Natural-language object grounding data
——

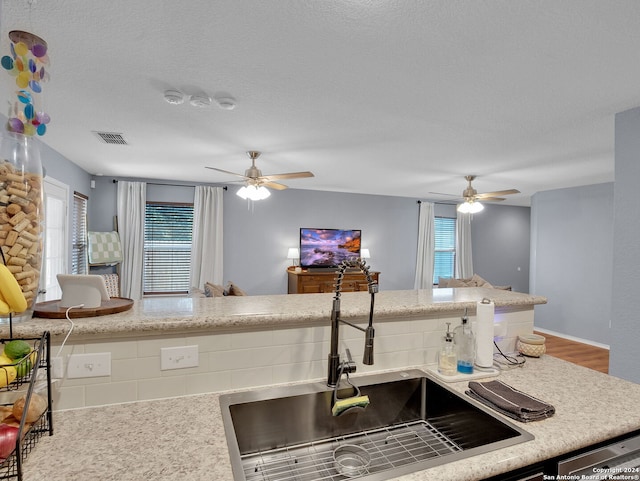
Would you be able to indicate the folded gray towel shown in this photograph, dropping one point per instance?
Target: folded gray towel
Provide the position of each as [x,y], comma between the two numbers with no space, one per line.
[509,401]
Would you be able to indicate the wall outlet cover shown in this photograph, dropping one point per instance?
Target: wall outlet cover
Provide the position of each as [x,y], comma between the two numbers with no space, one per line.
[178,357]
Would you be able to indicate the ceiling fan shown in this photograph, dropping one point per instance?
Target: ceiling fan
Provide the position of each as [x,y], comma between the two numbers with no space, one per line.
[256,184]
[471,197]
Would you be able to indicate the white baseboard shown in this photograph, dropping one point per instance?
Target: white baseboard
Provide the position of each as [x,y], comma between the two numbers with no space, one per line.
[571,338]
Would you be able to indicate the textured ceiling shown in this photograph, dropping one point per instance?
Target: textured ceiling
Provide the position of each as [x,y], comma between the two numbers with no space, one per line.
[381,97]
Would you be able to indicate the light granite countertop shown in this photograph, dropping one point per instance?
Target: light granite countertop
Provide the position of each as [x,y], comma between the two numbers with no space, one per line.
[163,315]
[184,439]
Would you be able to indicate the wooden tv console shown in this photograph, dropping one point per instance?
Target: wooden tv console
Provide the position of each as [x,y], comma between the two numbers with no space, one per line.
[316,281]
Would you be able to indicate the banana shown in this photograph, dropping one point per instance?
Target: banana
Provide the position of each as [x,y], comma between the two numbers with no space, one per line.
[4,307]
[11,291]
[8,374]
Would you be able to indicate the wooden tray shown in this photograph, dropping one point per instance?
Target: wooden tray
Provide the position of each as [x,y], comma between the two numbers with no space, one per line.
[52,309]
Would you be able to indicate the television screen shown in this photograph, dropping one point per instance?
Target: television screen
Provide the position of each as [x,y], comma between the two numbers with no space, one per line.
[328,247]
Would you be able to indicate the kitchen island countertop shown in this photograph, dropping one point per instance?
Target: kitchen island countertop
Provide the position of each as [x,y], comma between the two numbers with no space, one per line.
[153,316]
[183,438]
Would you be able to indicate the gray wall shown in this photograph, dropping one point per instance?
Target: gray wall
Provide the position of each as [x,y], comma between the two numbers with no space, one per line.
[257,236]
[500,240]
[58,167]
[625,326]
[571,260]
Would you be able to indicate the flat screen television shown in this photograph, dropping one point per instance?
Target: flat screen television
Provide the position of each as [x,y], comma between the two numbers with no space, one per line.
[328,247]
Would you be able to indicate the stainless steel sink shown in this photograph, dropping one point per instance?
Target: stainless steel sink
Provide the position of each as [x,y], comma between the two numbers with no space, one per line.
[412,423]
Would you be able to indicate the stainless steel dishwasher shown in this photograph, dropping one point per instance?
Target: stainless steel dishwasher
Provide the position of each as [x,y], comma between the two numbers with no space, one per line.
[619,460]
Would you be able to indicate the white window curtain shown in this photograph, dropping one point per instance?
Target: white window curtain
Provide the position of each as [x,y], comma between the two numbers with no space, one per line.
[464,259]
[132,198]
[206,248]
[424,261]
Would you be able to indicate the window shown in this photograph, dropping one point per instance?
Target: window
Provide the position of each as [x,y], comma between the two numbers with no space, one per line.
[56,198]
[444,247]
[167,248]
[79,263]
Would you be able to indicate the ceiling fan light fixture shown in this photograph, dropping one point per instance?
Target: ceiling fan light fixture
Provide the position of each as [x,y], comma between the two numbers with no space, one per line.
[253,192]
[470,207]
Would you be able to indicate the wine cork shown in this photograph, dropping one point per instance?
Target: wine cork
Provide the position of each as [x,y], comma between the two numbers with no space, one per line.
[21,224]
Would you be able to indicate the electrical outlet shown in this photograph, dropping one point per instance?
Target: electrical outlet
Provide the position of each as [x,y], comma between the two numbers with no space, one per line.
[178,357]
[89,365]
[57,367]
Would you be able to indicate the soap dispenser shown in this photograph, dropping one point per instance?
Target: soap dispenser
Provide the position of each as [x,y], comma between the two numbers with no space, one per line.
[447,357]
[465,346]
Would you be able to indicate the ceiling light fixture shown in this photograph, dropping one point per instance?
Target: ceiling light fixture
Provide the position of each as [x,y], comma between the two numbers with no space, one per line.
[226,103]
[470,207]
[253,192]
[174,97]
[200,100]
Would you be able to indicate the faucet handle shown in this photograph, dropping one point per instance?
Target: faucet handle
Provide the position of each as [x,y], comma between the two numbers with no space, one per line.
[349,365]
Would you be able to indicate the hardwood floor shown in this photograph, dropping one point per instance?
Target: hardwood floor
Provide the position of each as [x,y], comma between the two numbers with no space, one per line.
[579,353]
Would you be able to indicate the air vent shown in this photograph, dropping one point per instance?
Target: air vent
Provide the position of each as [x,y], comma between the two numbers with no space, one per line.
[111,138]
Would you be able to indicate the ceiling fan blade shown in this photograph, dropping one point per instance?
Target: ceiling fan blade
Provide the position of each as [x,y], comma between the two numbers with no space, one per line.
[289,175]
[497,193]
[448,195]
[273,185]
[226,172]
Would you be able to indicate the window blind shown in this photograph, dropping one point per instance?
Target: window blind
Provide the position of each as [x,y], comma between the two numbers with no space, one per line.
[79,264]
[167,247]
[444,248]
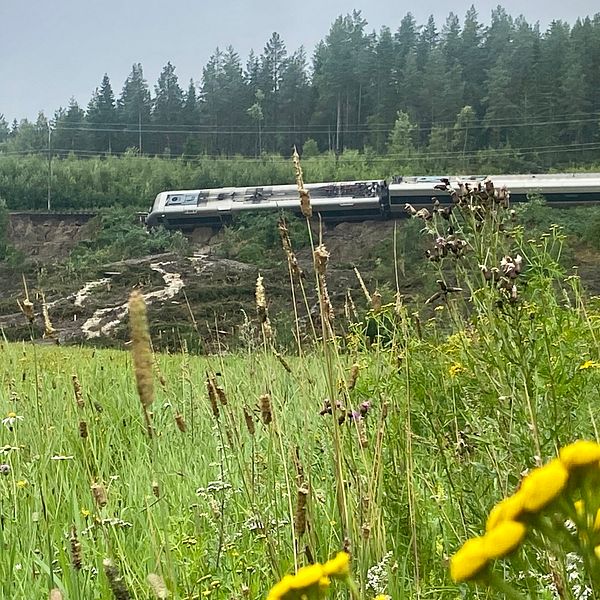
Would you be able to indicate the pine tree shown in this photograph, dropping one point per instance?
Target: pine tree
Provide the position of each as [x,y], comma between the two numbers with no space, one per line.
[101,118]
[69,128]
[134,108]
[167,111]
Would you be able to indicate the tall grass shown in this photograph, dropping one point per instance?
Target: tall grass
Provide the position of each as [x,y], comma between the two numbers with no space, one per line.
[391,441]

——

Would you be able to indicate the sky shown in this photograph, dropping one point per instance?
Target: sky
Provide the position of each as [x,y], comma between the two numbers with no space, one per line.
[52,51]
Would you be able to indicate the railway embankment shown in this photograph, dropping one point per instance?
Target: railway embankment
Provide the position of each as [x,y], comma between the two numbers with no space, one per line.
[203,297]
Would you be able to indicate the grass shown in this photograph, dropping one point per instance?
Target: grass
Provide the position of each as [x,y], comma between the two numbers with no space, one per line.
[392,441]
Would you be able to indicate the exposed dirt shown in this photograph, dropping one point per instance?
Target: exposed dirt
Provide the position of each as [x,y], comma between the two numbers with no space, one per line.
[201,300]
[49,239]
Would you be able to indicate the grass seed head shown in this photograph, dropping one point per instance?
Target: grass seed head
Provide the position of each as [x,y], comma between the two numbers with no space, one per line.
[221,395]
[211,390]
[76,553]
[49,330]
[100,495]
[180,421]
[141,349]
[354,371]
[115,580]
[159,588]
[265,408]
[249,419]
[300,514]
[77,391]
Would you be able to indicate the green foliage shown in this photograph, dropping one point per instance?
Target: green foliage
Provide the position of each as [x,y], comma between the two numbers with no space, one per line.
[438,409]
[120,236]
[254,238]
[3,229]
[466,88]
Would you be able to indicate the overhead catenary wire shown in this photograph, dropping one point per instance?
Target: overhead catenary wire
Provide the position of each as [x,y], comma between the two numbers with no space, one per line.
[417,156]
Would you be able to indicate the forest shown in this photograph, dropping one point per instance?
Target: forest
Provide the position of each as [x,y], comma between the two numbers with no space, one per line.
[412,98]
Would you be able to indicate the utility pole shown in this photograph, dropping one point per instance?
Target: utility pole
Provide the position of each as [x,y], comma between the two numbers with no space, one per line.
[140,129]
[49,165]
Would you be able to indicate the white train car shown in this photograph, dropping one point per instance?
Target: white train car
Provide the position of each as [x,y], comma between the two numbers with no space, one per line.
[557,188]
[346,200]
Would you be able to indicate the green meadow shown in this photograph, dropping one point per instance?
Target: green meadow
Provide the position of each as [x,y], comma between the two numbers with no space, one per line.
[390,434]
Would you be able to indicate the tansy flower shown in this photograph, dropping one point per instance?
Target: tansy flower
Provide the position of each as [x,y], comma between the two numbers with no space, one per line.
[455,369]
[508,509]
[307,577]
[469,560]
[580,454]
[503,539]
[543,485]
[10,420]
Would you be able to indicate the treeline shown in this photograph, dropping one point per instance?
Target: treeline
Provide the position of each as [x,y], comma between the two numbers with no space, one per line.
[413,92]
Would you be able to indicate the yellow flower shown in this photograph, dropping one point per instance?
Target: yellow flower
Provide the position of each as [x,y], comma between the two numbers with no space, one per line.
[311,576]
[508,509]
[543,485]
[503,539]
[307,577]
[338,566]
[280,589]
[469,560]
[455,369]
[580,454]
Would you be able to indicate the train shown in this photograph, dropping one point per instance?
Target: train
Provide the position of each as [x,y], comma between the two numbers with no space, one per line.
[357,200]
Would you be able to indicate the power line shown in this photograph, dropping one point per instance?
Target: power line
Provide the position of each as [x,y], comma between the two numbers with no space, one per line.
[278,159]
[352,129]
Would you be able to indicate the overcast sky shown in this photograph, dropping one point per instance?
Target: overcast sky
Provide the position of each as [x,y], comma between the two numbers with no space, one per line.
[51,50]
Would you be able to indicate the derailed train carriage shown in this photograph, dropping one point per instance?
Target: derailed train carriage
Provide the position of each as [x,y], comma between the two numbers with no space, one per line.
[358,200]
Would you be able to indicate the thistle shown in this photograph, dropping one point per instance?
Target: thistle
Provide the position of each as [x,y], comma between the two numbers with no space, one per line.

——

→ Work to complete: Print the lines above from the one with "Would you be able to indicate the folded" through the one with "Would you be able to indicate the banana", both included, exactly as written and nothing more.

→ Response:
Would you be able to indicate the folded gray towel shown in this photograph, dropping one point per instance?
Target: folded gray towel
Provide the position of each as [x,y], comma between the two numbers with no space, one per line.
[509,401]
Would you be able to indicate the wall outlet cover shown in this photograph, dropping one point per instance?
Target: wall outlet cover
Provide the position of each as [x,y], comma between the two numbers with no space, one per line.
[178,357]
Would you be able to indicate the ceiling fan shown in this photograph, dropping one point per instance?
Target: ceiling fan
Provide the position of each as [x,y], comma between the two numbers with no space, one per line.
[256,184]
[471,197]
Would you be able to indicate the white baseboard shown in this photograph, dropping one point per instance?
Target: white baseboard
Provide the position of each as [x,y], comma between the two numbers with no space, one per line.
[571,338]
Would you be able to indicate the textured ceiling shown in this photograph, dropping one point per instance?
Target: textured ceiling
Provide the position of each as [x,y], comma between the two numbers with no space, one per line.
[381,97]
Would you be able to indicate the light granite countertop shown in this photograph, dropping one point per instance?
Target: light granite countertop
Provide the position of each as [x,y], comma between the two numbers with no space, one per line.
[163,315]
[184,439]
Would you be able to indicate the wooden tv console shown in this photograph, dropping one point per instance?
Target: wooden tv console
Provide the position of each as [x,y], comma between the two numbers with no space, one per line.
[316,281]
Would you be able to indicate the banana shown in this photograph, dropping one point per instance?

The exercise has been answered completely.